*WRITTEN PROBLEM 1:* Rewrite the stretch of the passage on teachers' social status from "Partly the problem" through "and get better.", replacing "aspirations" with "ambitions".

*TEXT EXTRACT:*
-- -- --

2007-09-25 21:13:57 · 4 answers · asked by Anonymous in Education & Reference Teaching

4 answers

Social status depends on many things. Many blue collar jobs now earn more than many white collar jobs, but the people doing them don't achieve higher social status.

Partly the problem is that in our current social status is based on aspirations (not money) but on our desire to suceed, keep learning and get better.

Teaching is not really an aspirational job. You start as a teacher and you will finish as maybe a senior teacher. You don't really go anywhere.

Maybe we need to change the way teachers live their lives. A school teacher invented the telegraph (and stolen by a guy named morse) the submarine and I believe Chairman Mao was a school teacher before he became the leader of China.

So, if we want to get better teachers we need to have a greater amount of career diversity. We need to allow teachers to move on to other things but still stay in their career.

Yes the courses are easy, because it is the only way to attract enough teachers into the profession.

-- -- --

*PROVIDED ENTRIES:*
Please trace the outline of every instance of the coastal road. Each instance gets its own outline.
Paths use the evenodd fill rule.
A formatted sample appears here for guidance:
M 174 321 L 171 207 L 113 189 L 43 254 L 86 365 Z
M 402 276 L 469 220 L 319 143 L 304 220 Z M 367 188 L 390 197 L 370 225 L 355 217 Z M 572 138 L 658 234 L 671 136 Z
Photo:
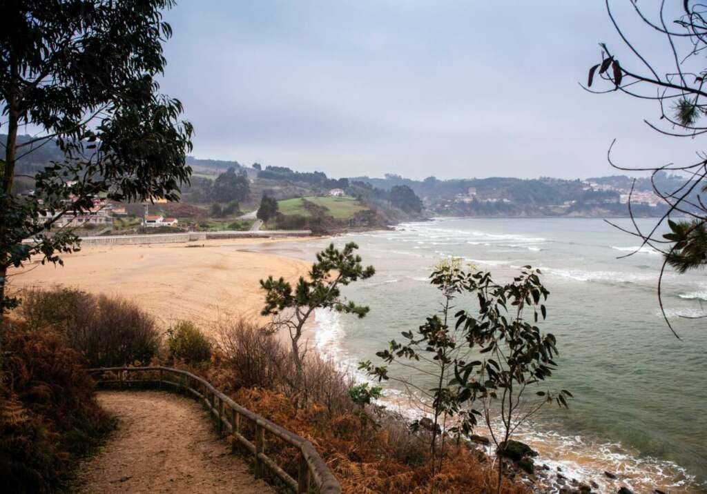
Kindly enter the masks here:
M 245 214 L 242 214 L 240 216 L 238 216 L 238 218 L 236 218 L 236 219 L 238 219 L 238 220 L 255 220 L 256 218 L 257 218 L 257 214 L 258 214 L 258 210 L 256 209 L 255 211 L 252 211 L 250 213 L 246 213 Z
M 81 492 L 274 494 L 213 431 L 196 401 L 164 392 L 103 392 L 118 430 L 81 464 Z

-- -- --

*WRITTEN PROBLEM 2:* Output every line of the records as a numbered list, skipping any blank lines and leaving out the pictures.

*WORKED ANSWER 1:*
Partly the problem is that in our current social status is based on ambitions (not money) but on our desire to suceed, keep learning and get better.

*WORKED ANSWER 2:*
1. Please trace the outline of every instance of the coastal road. Each instance gets its own outline.
2. Paths use the evenodd fill rule.
3. A formatted sample appears here for guidance:
4. M 174 321 L 171 207 L 113 189 L 43 254 L 86 365 Z
5. M 402 276 L 469 220 L 319 143 L 304 220 Z M 367 188 L 390 197 L 370 225 L 355 217 Z M 572 138 L 658 234 L 671 136 Z
6. Photo:
7. Kindly enter the masks here:
8. M 245 214 L 242 214 L 240 216 L 238 216 L 238 218 L 236 218 L 236 219 L 238 219 L 238 220 L 255 220 L 256 218 L 257 218 L 257 214 L 258 214 L 258 210 L 256 209 L 255 211 L 252 211 L 250 213 L 246 213 Z
9. M 81 492 L 274 494 L 213 431 L 196 401 L 164 392 L 103 392 L 118 430 L 81 464 Z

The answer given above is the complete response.